Entries for labeling bounding boxes:
┏━━
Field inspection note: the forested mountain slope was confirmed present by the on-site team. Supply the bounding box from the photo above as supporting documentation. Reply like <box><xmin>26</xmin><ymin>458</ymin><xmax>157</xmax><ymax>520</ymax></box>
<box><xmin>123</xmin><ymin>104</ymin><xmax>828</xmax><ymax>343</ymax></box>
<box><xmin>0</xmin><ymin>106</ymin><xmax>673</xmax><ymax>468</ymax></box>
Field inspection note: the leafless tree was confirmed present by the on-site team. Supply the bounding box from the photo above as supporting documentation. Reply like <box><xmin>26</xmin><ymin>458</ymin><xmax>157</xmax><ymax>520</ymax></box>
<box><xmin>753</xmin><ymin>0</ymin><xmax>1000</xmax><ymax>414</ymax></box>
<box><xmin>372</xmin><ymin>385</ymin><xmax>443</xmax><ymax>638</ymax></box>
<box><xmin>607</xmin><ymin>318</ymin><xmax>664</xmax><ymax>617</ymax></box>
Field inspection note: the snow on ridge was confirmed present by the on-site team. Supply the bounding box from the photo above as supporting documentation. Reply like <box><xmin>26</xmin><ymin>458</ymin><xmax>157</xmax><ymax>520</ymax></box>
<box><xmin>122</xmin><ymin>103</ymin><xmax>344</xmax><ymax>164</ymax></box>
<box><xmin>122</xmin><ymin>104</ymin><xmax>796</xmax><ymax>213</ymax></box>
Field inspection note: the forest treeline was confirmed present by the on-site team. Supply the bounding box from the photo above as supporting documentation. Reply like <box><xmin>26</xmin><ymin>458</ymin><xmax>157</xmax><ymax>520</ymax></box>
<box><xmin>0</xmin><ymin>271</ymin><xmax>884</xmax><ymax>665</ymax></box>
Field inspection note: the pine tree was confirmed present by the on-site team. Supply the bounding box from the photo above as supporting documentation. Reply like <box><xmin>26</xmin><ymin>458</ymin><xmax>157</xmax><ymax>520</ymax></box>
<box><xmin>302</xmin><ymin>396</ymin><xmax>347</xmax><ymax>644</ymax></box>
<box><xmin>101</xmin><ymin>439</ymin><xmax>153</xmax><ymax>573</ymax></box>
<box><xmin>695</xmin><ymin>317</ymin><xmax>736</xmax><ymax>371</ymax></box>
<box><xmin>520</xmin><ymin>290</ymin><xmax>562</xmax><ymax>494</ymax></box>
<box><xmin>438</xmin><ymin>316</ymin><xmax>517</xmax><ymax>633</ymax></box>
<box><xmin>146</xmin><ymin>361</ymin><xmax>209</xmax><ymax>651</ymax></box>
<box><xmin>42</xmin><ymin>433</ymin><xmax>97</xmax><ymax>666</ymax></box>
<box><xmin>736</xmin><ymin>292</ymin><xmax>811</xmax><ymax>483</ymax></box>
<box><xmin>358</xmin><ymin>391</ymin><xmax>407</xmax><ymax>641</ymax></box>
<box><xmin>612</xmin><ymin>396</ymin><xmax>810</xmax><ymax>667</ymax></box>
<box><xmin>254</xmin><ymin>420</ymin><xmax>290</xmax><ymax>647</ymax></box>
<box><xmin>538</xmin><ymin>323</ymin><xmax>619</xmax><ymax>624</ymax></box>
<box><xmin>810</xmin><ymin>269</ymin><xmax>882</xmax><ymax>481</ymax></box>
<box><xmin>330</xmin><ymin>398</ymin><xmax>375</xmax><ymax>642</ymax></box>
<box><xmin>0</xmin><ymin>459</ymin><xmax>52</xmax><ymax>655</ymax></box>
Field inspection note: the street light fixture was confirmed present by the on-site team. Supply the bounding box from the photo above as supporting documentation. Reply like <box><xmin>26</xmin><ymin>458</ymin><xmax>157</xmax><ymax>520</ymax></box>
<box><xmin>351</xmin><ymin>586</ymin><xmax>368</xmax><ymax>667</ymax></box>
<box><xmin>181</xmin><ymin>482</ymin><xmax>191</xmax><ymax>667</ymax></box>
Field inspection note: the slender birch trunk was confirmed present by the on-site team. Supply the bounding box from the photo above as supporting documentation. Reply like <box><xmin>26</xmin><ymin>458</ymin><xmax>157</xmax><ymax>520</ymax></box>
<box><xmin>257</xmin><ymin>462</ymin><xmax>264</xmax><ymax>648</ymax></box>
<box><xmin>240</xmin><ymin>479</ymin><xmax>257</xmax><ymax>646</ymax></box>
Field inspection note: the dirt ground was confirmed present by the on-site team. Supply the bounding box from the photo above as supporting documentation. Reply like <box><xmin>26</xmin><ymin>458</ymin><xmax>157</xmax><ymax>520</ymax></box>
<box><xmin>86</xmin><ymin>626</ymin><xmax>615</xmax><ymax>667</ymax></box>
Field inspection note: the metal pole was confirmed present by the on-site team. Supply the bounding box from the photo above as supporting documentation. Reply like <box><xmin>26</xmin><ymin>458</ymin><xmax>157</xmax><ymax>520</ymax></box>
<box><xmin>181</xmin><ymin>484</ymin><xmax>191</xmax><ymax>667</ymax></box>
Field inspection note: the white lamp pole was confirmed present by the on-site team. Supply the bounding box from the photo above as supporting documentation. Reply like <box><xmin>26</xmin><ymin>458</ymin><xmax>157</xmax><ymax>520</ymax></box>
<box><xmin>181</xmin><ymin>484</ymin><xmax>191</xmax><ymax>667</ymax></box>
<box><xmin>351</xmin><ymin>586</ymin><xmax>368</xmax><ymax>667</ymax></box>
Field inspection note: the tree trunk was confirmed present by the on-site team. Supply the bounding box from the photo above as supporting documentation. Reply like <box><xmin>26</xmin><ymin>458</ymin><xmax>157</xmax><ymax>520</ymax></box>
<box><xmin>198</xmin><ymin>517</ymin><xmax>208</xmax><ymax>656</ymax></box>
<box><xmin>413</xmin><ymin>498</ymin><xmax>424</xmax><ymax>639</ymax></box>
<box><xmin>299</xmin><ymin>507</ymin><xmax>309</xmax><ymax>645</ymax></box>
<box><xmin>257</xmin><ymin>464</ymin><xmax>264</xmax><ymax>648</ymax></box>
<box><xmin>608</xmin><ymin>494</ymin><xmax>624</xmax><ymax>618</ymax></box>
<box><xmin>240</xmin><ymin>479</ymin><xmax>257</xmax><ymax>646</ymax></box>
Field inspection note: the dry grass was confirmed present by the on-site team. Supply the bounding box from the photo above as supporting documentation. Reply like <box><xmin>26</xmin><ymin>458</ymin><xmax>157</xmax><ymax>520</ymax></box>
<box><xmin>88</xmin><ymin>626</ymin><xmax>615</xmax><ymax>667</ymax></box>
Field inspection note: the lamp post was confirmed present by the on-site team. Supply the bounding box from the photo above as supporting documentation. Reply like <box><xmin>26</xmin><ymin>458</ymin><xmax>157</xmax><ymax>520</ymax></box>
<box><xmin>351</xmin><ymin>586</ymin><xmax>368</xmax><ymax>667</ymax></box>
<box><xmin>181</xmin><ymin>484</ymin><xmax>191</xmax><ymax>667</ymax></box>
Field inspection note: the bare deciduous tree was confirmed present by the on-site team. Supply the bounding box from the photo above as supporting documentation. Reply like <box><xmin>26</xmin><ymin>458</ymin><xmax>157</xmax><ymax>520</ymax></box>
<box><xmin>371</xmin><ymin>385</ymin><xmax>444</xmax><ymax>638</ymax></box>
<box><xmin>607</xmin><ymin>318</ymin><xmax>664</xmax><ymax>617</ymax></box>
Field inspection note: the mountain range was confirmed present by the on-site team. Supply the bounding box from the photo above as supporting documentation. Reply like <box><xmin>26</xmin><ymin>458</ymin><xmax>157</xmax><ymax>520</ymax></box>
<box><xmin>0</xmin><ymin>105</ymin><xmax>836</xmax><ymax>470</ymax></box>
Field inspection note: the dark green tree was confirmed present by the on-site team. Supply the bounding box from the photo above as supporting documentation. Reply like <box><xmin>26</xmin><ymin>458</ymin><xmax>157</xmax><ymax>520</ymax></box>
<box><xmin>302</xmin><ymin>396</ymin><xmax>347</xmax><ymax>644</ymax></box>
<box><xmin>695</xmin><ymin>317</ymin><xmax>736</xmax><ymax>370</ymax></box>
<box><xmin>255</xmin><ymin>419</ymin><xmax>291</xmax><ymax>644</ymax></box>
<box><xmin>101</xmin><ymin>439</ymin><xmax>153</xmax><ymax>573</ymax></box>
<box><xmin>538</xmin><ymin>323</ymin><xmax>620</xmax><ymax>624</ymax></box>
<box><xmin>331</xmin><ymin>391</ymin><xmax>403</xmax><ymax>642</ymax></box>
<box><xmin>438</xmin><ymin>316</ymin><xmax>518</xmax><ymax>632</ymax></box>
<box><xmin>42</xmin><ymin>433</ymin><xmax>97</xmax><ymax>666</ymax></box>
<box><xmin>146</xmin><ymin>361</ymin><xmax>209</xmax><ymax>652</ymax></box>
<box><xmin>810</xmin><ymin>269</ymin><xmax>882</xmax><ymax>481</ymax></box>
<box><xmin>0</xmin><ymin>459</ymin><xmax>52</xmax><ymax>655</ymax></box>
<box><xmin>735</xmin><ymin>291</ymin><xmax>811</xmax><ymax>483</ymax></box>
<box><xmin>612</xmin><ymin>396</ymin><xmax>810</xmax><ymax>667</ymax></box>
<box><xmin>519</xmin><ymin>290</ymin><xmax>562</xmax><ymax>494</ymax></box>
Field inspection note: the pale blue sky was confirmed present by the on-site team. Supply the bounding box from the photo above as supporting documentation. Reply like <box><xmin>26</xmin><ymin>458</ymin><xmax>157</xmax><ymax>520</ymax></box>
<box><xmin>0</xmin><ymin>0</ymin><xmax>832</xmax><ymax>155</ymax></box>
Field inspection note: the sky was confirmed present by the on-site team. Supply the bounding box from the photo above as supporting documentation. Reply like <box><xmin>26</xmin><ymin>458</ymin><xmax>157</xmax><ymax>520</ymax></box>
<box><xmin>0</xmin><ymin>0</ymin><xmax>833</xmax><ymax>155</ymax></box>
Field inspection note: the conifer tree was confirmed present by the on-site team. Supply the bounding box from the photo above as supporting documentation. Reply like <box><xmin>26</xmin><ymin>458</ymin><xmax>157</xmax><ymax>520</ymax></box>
┗━━
Instructions for the task => List every line in the rows above that contains the word "lamp".

Result of this exercise =>
Field inspection note: the white lamp pole was confirmed present by the on-site team. Supply the bounding box from the photo above as supporting documentation. Reply like <box><xmin>26</xmin><ymin>458</ymin><xmax>157</xmax><ymax>520</ymax></box>
Field inspection note: the lamp post was confirmed present by the on-site team. Supply the bounding box from the photo above as supporting documentation. Reply like <box><xmin>26</xmin><ymin>458</ymin><xmax>157</xmax><ymax>520</ymax></box>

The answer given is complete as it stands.